**Work to complete**
1) In the case summary below, quote everything from "At the High" down to "appealed the verdict.".
2) Decide whether each statement agrees with the case summary below, answering yes or no and quoting the deciding words of the case summary.
(a) The Department of Environment officially listed the building on the 27th of September.
(b) John Walker Ltd accepted an offer of £200,000 for the warehouse and bottling factory.
(c) The High Court judge upheld Amalgamated's claim.

English contract law case

Amalgamated Investment and Property Co Ltd v John Walker & Sons Ltd [1977] 1 WLR 164 is an English contract law case, concerning common mistake and the frustration of an agreement.

==Facts==
On the 19th of July 1973, John Walker Ltd accepted an offer for £1,710,000 (subject to contract) from Amalgamated Investment Co Ltd for a bonded warehouse and bottling factory, for the purposes of redevelopment.

Amalgamated asked whether the building was designated (or was in the process of being designated) as having historic or of architectural interest (since when buildings are listed, developments are much more complicated, or in some cases impossible). John Walker confirmed (on the 14th of August 1973) that the building was not designated in this way, nor were they aware of any ongoing designation process.

Unfortunately, on the 22nd August the Department of Environment proposed listing the property, but only informed John Walker of this proposal on the 26th of September, and on the 27th of September officially listed the building.

The contract was signed on 25 September, with a completion date of the 28th of December 1973. One of the conditions within the contract was that neither buyer nor seller should be compelled to buy/sell the property if it differed substantially to what had been agreed to be sold/bought (whether by quantity, quality, tenure or otherwise).

The property value dropped to £200,000 (because a listed property which one cannot easily develop is often worth less money). Therefore, on the 12th of December, Amalgamated asked for the contract to be set aside for common mistake, or for frustration, depending on whether the listing took effect before or after 25 September. On 14 December, John Walker asked for specific performance of the contract (compelling Amalgamated to comply with the contract and buy the property), or alternatively a declaration of wrongful repudiation of the contract by Amalgamated (leading to Amalgamated forfeiting their deposit, and having to pay damages).

At the High Court, the judge (Anthony Plowman) held that there was no common mistake, since when the parties had entered into the contract on the 25th of September, the building had not actually been listed (because crucially, listing itself only occurred on the 27th of September). He therefore rejected Amalgamated's claim, and ordered completion of the contract at the full price. Amalgamated appealed the verdict.

**Data shown**

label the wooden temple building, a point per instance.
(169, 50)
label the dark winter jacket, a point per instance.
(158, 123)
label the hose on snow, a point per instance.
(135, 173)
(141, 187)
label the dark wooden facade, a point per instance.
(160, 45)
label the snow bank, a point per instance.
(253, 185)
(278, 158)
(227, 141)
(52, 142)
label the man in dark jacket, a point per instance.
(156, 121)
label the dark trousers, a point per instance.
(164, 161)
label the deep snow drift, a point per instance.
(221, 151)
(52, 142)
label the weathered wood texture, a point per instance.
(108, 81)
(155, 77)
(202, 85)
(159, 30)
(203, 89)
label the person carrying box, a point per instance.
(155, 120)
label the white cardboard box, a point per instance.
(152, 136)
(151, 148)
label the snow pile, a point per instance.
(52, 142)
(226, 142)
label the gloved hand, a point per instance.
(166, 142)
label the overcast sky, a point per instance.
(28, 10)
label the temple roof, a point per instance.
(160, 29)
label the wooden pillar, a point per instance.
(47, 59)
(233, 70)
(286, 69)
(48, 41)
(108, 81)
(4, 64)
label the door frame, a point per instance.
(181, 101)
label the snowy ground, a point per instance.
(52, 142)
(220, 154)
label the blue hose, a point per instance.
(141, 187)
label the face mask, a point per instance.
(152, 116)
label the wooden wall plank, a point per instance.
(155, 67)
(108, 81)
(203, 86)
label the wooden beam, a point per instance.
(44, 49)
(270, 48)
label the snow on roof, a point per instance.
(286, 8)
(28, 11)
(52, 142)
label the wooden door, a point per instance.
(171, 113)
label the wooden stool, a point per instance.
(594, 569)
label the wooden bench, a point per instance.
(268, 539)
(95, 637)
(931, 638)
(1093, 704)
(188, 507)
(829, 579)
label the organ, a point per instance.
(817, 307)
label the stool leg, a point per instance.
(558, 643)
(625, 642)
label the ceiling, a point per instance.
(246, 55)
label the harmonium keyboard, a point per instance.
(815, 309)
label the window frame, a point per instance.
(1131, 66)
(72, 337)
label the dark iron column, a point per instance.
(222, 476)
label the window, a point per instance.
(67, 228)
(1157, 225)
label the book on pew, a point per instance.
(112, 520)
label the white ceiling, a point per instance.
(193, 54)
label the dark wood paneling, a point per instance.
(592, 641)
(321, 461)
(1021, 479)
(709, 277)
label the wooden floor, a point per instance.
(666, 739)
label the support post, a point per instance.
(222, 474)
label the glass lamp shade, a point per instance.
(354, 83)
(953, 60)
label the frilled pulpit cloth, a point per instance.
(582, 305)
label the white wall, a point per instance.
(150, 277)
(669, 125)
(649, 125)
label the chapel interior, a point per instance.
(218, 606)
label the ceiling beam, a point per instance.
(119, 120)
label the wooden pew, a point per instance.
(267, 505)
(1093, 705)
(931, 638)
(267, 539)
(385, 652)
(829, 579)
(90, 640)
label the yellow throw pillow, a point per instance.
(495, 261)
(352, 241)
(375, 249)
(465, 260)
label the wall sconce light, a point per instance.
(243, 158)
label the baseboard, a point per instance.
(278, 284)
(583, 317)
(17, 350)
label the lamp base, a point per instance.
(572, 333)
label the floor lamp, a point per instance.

**Answers for the tasks**
1)
At the High Court, the judge (Anthony Plowman) held that there was no common mistake, since when the parties had entered into the contract on the 25th of September, the building had not actually been listed (because crucially, listing itself only occurred on the 27th of September). He therefore rejected Amalgamated's claim, and ordered completion of the contract at the full price. Amalgamated appealed the verdict.

2)
(a) Yes: "on the 27th of September officially listed the building."
(b) No: "John Walker Ltd accepted an offer for £1,710,000 (subject to contract)"
(c) No: "He therefore rejected Amalgamated's claim"